INFORMATION SHOWN:
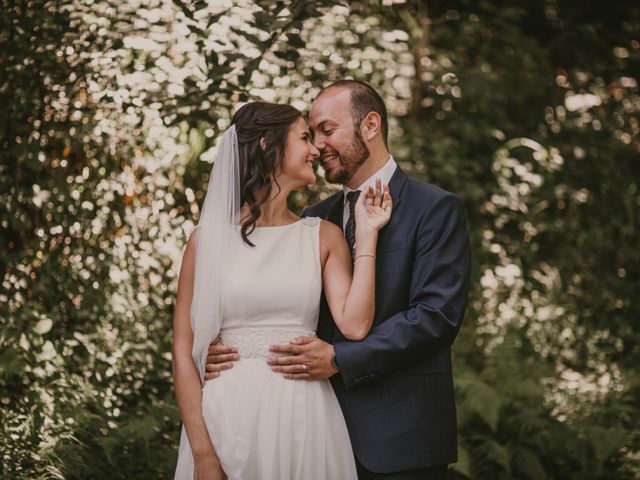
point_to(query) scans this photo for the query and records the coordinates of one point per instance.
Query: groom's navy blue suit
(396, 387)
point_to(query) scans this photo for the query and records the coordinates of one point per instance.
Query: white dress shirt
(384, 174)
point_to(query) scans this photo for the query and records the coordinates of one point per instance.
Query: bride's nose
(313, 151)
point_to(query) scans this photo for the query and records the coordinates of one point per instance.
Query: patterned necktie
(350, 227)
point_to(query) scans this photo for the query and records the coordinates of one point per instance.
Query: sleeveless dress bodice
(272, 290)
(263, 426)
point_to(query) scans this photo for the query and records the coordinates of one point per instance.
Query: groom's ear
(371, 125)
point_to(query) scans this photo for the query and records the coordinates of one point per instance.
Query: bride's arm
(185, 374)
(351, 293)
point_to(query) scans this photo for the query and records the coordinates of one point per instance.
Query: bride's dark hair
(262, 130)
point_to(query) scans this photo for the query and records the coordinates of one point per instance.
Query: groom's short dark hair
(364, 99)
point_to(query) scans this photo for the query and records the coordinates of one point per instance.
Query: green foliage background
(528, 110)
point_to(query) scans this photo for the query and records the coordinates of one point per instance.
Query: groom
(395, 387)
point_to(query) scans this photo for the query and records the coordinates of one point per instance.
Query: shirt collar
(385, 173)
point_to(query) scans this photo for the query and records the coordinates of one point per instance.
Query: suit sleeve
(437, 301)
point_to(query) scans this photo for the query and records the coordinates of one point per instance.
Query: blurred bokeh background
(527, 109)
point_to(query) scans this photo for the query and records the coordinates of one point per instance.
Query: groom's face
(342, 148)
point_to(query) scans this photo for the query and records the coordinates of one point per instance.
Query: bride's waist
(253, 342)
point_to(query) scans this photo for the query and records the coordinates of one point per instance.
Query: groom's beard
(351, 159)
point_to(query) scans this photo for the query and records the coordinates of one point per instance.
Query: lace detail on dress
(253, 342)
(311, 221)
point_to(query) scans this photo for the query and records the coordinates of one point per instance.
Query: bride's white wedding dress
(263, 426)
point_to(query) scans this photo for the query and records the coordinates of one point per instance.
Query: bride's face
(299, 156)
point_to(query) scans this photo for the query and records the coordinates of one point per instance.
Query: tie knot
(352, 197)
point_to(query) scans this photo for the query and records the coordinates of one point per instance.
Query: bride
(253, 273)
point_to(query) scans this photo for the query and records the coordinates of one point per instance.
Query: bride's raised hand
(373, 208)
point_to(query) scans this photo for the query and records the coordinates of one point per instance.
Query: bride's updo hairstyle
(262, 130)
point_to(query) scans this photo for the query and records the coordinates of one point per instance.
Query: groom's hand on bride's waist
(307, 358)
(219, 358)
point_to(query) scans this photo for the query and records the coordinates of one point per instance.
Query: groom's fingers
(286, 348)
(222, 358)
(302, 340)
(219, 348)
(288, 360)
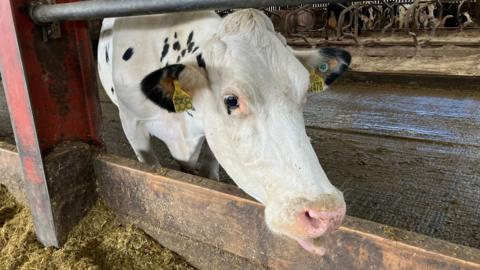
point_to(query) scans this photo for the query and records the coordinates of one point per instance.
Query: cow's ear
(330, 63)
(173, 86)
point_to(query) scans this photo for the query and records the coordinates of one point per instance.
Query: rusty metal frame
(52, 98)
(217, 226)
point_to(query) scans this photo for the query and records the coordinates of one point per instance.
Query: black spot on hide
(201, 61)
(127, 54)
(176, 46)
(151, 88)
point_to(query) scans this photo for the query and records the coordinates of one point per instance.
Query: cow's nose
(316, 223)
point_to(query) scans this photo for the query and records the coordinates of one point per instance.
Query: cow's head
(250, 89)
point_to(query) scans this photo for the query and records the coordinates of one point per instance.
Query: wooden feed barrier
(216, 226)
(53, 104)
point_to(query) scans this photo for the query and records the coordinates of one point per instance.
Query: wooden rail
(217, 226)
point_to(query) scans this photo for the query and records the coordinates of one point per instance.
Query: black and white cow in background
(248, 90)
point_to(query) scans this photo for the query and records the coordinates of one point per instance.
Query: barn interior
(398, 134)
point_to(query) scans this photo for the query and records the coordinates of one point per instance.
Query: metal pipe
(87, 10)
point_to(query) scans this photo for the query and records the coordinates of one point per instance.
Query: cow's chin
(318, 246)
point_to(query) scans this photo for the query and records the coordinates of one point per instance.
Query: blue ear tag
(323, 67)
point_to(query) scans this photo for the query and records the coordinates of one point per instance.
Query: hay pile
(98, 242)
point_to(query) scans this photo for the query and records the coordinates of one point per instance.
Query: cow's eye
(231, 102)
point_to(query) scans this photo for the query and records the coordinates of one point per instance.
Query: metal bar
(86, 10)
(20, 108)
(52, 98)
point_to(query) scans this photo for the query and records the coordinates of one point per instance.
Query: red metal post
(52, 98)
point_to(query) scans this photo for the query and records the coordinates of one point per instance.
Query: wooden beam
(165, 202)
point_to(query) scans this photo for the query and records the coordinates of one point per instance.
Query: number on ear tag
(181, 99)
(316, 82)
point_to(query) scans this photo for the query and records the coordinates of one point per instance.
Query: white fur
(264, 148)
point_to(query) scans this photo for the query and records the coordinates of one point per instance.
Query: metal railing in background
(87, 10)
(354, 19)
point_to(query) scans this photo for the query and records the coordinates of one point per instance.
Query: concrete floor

ABOUT THIS TASK:
Set the preceding data down again word for word, omitting images.

EXERCISE RESULT:
point_to(query) scans this photo for the query and records the coordinates of one point per instance.
Query: groom's navy blue suit
(396, 387)
point_to(query) scans this photo for the query and records the coordinates of one point per instance.
Query: white dress shirt
(384, 174)
point_to(query) scans this photo for the query and records the coordinates of one point per instance.
Query: bride's nose
(313, 151)
point_to(query) scans this photo for the query and records the coordinates of one point per instance.
Query: patterned necktie
(350, 227)
point_to(query) scans this photo for the query and records the coordinates of one point per instance.
Query: sleeveless dress bodice
(272, 290)
(263, 426)
point_to(query) scans this photo for the query and records the coordinates of one point per instance.
Query: groom's ear
(371, 125)
point_to(query) scans this photo for the query and records the coordinates of one point per instance.
Query: bride's arm
(185, 374)
(351, 293)
point_to(query) scans this photo for the query and records the coordinates of one point per instance.
Query: bride's dark hair
(262, 130)
point_to(query) scans this photo for the query and records the coordinates of one point per instance.
Query: groom's short dark hair
(364, 99)
point_to(query) scans this photo for the query and records the coordinates of one point per instance.
Query: green foliage background
(528, 110)
point_to(query) scans this photo for the query and records the coordinates of one point per instance.
Query: groom
(395, 387)
point_to(query) scans this photo for the query and records the coordinates of one point per instance.
Query: shirt collar
(385, 173)
point_to(query) scans this photo for the query and records the coordinates of one point per instance.
Query: suit sleeve
(437, 301)
point_to(query) scans this photo for the query and records the coordinates of one point per instance.
Query: blurred bokeh background
(527, 109)
point_to(query) scans this photo for the query and records the coordinates of one point per instance.
Query: groom's face
(342, 148)
point_to(query) scans this photo for the query and records the coordinates of one point per instance.
Query: bride's waist
(253, 342)
point_to(query) scans this photo for the query and records the coordinates of one point per instance.
Query: groom's beard
(351, 159)
point_to(query) scans this photo for the query and records the coordinates of one point per instance.
Query: lace detail on dress
(253, 342)
(311, 221)
point_to(query) scans this photo for the query and records the coordinates of one point per instance.
Query: bride's white wedding dress
(263, 426)
point_to(query) scans this photo for the query and records the coordinates of one point per instance.
Query: bride's face
(299, 156)
point_to(query) scans this photo for the query and records the coordinates of one point per instance.
Query: tie knot
(352, 197)
point_to(query) scans this photo for the query and records the coordinates of one point per instance.
Query: bride
(253, 273)
point_to(query) scans this photo for the query and records the coordinates of one point per instance.
Query: bride's raised hand
(373, 208)
point_to(query) scans this photo for the query and records the coordinates of one point per instance.
Query: bride's updo hairstyle
(262, 130)
point_to(query) scans this photo for the query and records the coordinates of one point per instance.
Query: groom's hand on bride's waist
(307, 358)
(219, 358)
point_to(query) scans this photo for the query and records the coordinates of one point per instance.
Query: groom's fingers
(286, 348)
(222, 358)
(302, 340)
(219, 348)
(288, 360)
point_to(query) scans this photo for the query and records the coordinates of one point per instance.
Query: cow's ear
(330, 63)
(173, 86)
point_to(query) scans this photo for the query and records the coordinates of one point per instance.
Query: rusty metal frame
(52, 98)
(217, 226)
point_to(query) scans this photo for the query and records the coordinates of one point per instance.
Query: black spot on hide
(201, 61)
(127, 54)
(176, 46)
(151, 88)
point_to(query) scans this photo for the query and records the coordinates of one point per instance.
Query: cow's nose
(316, 223)
point_to(query) scans this photo for the query and records the coordinates of one point per instance.
Query: cow's head
(250, 89)
point_to(query) scans this photo for the query and records the coordinates of one point per instance.
Query: wooden feed barrier
(216, 226)
(53, 104)
point_to(query) scans this photo for the query and records the coordinates of one point per instance.
Query: wooden rail
(217, 226)
point_to(query) scans this photo for the query and records the coordinates of one point per instance.
Query: black and white cow in background
(248, 90)
point_to(query) scans this photo for the query and records the coordinates of one point per instance.
Query: barn interior
(398, 134)
point_to(query) scans this photo for the query and records the coordinates of one point per instance.
Query: metal pipe
(87, 10)
point_to(query) scans this photo for the query and records the coordinates of one point per instance.
Query: cow's chin
(318, 246)
point_to(query) scans this photo for the query and records the coordinates of one point per instance.
Query: blue ear tag
(323, 67)
point_to(query) scans this photo for the query and records the coordinates of one point per instance.
Query: hay pile
(98, 242)
point_to(query) scans this photo for the query and records the coordinates of one point per instance.
Query: cow's eye
(231, 102)
point_to(query) scans this photo for the query and records the coordinates of one point per instance.
Query: metal bar
(86, 10)
(20, 108)
(52, 98)
point_to(query) scans this photo for the query and records the coordinates of one point per instance.
Query: red metal post
(52, 98)
point_to(query) scans this photo for the query and records the coordinates of one point per instance.
Query: wooden beam
(165, 202)
point_to(query) scans this photo for the query and records the coordinates of one point per instance.
Query: number on ear tag
(181, 99)
(316, 82)
point_to(query) scans this photo for the query and records the coordinates of one point per instance.
Query: white fur
(264, 148)
point_to(query) scans this photo for the query and records the coordinates of one point per instance.
Query: metal railing in background
(87, 10)
(354, 19)
point_to(query) scans this photo for the query and records the coordinates of one point per instance.
Query: concrete floor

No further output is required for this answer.